─── Text shown ───

The most important aim of science should be to improve people’s lives. To what extent do you agree or disagree with this statement?

The most important aim of science should be to improve people's lives. To what extent do you agree or disagree with this statement?

Whether improving human life is the most crucial goal of science has sparked a heated debate. While I accept scientific products play an important role in daily life, I also believe that they also have some negative effects on humans.
On the one hand, there are a couple of vital reasons why I agree that development science makes our lives better. First and foremost, the state-of-the-art society with scientific study is extremely convenient because scientists take their time to research new items which results in helping inhabitants to save time to do some things. For example, mobile phones are the most successful in technological science, which helps people to search for information rapidly. Secondly, scientific research plays a crucial role in medicine since more and more cures have been investigated. As a result, a large amount of the population has been saved.
On the other hand, I am convinced that excepting the improvement of people’s lives, science also has disadvantages. First, researching science is the way to create the weapon of war. As a result, there is a nuclear bomb that can destroy and kill people in the blink of an eye. Secondly, humans tend to be lazy due to modern life with many products from scientific explorations which is considered convenient for our daily life. Consequently, a lot of inhabitants are affected negatively by science.

─── Material provided ───

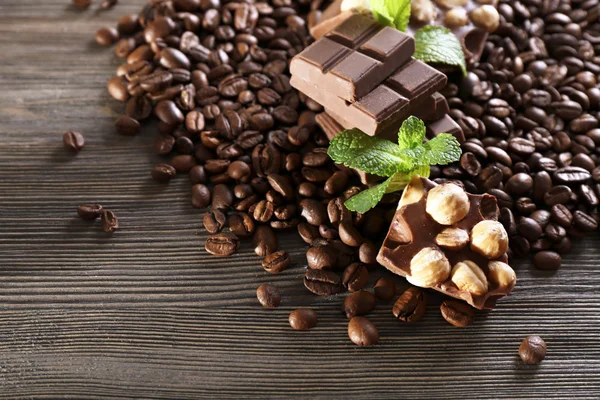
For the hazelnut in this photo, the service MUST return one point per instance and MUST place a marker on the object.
(451, 3)
(447, 204)
(467, 276)
(455, 18)
(489, 239)
(486, 17)
(422, 11)
(355, 5)
(502, 274)
(428, 268)
(452, 238)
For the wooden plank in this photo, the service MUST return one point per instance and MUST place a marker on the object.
(147, 313)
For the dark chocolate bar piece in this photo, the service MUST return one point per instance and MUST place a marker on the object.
(446, 239)
(386, 106)
(354, 57)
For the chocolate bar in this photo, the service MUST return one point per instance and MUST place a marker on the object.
(446, 239)
(458, 17)
(354, 57)
(386, 106)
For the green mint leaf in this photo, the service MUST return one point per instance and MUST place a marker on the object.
(367, 199)
(380, 12)
(355, 149)
(412, 133)
(437, 44)
(395, 13)
(443, 149)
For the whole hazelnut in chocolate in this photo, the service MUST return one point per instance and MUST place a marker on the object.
(467, 276)
(502, 274)
(486, 17)
(447, 204)
(428, 268)
(489, 239)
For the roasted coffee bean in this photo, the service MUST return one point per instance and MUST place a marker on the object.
(322, 282)
(355, 277)
(457, 313)
(547, 260)
(222, 244)
(532, 350)
(163, 173)
(264, 241)
(268, 295)
(358, 303)
(303, 319)
(363, 332)
(321, 257)
(411, 305)
(73, 141)
(214, 221)
(385, 289)
(89, 212)
(241, 224)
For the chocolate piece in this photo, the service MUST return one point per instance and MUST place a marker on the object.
(354, 57)
(386, 106)
(417, 246)
(445, 125)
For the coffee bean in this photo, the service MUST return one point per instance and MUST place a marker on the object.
(268, 295)
(385, 289)
(532, 350)
(264, 241)
(89, 212)
(110, 222)
(355, 277)
(322, 282)
(411, 305)
(214, 221)
(222, 244)
(73, 141)
(276, 262)
(303, 319)
(200, 196)
(363, 332)
(163, 173)
(358, 303)
(547, 260)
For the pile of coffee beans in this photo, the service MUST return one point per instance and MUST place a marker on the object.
(530, 112)
(214, 73)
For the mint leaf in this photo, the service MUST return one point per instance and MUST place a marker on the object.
(443, 149)
(412, 133)
(395, 13)
(367, 199)
(439, 45)
(355, 149)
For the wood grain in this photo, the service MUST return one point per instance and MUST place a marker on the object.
(147, 313)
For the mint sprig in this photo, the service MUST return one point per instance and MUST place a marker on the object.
(438, 44)
(399, 162)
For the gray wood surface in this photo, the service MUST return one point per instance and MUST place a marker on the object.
(147, 313)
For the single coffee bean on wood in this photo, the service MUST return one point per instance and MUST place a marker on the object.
(268, 295)
(532, 350)
(303, 319)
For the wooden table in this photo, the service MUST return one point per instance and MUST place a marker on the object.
(147, 313)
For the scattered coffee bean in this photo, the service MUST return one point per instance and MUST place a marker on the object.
(268, 295)
(73, 141)
(89, 212)
(110, 223)
(303, 319)
(363, 332)
(358, 303)
(222, 244)
(457, 313)
(532, 350)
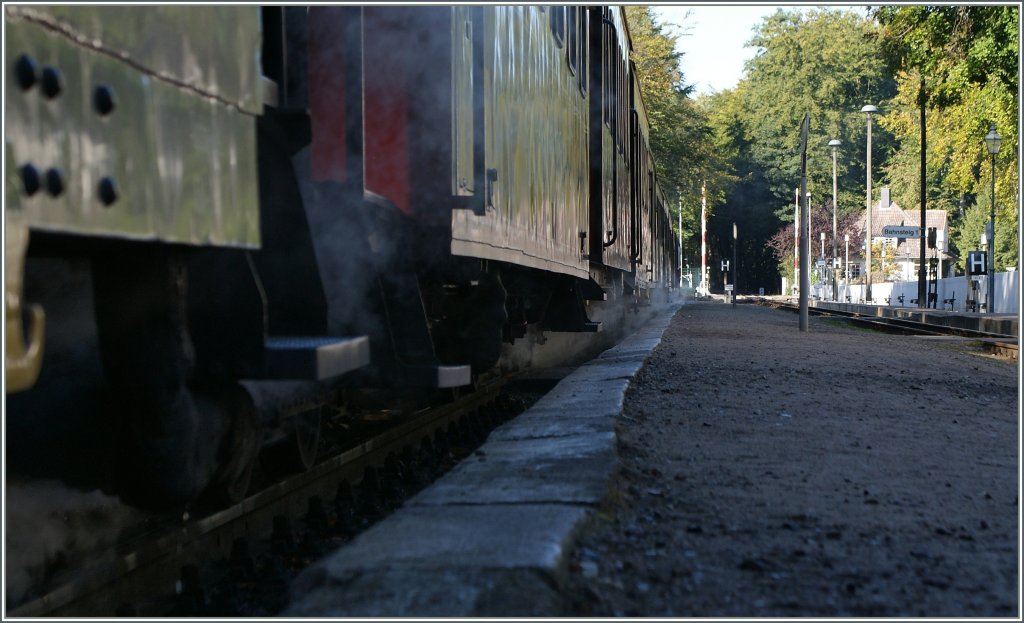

───

:: Problems to work on ::
1: In the final paragraph of the essay, list each introductory word or phrase that opens a sentence and is set off by a comma, in the order it appears.
2: Quote everything in the essay from "The most important aim of science should be to improve people’s" down to "effects on humans.".
The lines above have no connection to the essay.

:: Solutions ::
1:
On the other hand
First
As a result
Secondly
Consequently

2:
The most important aim of science should be to improve people’s lives. To what extent do you agree or disagree with this statement?

The most important aim of science should be to improve people's lives. To what extent do you agree or disagree with this statement?

Whether improving human life is the most crucial goal of science has sparked a heated debate. While I accept scientific products play an important role in daily life, I also believe that they also have some negative effects on humans.